[Excerpts from segmentation records]
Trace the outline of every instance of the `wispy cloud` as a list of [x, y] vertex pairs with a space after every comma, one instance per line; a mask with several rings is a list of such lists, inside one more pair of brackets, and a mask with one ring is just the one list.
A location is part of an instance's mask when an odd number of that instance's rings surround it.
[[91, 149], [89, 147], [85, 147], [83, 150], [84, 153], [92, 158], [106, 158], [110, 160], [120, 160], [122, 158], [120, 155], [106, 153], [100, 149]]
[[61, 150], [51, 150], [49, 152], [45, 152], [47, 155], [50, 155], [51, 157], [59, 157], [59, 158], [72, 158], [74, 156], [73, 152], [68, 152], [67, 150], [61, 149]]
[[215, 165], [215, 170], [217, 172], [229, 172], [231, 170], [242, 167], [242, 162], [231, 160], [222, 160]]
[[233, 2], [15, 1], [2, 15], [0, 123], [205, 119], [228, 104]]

_Task brief_.
Reproduce the records with "wispy cloud" renamed to "thin cloud", keeping every other word and figure the same.

_Output for this exercise_.
Trace the outline of every instance of the `thin cloud` as a list of [x, y] vertex pairs with a space after every comma, one instance per line; a mask with several rings is a list of such lists, inside one more pair of brackets, and a mask with one ring is just the one list.
A location is part of an instance's mask when an odd number of that instance's rings surround it.
[[91, 149], [89, 147], [85, 147], [83, 150], [84, 153], [92, 158], [106, 158], [110, 160], [120, 160], [122, 158], [120, 155], [106, 153], [100, 149]]
[[61, 150], [51, 150], [49, 152], [45, 152], [47, 155], [50, 155], [51, 157], [59, 157], [59, 158], [72, 158], [74, 156], [73, 152], [68, 152], [67, 150], [61, 149]]
[[215, 165], [215, 170], [217, 172], [229, 172], [231, 170], [242, 167], [242, 162], [231, 160], [222, 160]]
[[233, 2], [15, 1], [2, 15], [0, 123], [205, 119], [228, 104]]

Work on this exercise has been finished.